WRITTEN INSTRUCTION: Report how many lines in the entries below contain the word "surface", giving only the number.

DATA SECTION:
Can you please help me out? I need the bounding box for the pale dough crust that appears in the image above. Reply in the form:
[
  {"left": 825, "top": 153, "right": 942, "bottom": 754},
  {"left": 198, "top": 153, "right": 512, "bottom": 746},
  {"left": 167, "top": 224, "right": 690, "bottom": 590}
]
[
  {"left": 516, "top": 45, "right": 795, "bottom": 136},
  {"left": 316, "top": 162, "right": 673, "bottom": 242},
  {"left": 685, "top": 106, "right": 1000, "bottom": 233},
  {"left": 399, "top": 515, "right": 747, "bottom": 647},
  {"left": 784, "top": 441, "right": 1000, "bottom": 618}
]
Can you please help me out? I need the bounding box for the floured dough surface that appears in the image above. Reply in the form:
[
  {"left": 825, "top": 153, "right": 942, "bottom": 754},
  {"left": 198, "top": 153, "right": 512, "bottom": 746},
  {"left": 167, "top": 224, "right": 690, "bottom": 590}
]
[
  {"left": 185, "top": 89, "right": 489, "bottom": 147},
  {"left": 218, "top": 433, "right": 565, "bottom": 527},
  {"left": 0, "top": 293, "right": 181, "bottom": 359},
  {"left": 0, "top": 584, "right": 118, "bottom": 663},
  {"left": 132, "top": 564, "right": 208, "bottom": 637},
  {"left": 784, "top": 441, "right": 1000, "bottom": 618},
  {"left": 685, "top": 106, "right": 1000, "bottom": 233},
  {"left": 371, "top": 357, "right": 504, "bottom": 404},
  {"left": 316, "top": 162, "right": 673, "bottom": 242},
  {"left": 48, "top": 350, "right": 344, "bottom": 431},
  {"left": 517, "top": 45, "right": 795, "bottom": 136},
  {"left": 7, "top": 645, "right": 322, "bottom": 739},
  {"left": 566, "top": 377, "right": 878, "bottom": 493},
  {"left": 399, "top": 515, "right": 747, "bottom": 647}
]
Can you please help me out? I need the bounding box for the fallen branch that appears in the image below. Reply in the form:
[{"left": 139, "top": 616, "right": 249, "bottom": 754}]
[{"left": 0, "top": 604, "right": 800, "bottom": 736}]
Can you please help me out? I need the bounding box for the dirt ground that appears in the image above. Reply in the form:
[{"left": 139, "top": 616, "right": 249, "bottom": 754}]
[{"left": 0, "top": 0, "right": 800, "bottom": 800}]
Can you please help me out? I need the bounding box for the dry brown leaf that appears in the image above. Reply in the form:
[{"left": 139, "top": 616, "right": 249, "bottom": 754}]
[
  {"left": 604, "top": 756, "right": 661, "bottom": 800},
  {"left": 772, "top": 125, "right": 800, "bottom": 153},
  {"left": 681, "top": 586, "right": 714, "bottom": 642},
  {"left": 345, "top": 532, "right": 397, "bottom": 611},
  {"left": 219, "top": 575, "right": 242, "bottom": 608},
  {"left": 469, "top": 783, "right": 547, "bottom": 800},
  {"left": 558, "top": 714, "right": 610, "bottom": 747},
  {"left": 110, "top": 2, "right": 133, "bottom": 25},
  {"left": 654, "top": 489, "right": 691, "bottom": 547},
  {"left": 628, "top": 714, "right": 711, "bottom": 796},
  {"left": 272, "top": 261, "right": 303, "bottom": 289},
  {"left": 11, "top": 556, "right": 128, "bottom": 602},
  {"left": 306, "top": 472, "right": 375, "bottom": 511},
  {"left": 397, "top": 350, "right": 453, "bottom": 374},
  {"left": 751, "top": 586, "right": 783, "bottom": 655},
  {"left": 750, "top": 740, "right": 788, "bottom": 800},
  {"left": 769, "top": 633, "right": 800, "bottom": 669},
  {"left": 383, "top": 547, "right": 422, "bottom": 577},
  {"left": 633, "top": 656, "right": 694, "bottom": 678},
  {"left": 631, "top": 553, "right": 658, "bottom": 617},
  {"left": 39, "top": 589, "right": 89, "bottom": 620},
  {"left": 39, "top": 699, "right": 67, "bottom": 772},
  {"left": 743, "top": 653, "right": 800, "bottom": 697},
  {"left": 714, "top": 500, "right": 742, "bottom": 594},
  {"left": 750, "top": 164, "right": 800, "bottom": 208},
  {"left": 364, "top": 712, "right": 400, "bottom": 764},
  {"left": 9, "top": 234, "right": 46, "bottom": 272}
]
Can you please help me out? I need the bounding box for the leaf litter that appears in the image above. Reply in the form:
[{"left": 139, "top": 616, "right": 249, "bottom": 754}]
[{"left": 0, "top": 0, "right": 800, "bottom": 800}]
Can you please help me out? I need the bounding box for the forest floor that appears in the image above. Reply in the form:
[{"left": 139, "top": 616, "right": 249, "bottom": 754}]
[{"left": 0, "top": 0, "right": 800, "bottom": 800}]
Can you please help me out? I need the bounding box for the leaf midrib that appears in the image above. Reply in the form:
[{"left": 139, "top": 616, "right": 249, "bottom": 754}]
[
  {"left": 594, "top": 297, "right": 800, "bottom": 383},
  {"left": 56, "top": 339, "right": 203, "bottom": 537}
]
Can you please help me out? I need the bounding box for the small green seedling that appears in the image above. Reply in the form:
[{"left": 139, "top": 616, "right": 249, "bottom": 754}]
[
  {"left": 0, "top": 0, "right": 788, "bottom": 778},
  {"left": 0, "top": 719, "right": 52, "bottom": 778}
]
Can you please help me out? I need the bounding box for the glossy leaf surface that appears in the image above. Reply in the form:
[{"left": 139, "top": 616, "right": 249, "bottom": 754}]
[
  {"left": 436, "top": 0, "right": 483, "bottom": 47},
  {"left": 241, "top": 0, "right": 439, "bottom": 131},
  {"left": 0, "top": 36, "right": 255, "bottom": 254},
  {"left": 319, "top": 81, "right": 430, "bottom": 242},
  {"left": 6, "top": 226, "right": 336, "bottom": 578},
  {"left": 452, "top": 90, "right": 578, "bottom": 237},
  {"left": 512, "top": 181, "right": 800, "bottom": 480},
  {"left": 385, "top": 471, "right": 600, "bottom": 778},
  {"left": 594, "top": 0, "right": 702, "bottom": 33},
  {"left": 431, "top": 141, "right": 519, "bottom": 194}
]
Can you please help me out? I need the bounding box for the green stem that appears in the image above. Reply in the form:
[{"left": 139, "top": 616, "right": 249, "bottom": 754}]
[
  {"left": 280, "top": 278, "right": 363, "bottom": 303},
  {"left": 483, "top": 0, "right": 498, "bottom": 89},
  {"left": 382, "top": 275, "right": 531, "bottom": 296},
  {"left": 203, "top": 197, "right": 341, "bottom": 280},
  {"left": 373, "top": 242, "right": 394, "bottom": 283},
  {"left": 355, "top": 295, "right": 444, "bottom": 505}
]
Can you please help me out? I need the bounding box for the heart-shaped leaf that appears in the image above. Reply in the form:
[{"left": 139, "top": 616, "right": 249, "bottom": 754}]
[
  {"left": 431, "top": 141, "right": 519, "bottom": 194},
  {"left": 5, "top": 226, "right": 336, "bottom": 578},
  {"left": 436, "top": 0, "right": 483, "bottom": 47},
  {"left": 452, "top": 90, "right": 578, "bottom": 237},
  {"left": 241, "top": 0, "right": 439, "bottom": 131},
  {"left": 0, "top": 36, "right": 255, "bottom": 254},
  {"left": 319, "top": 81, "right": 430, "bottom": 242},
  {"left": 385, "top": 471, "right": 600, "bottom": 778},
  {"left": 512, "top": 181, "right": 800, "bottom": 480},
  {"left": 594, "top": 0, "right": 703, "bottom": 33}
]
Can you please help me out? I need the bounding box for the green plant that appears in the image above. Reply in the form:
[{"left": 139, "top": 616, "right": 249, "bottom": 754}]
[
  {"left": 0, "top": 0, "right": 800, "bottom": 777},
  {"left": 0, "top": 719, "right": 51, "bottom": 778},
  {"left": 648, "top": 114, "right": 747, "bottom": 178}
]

RESPONSE FOR THIS EXERCISE: 2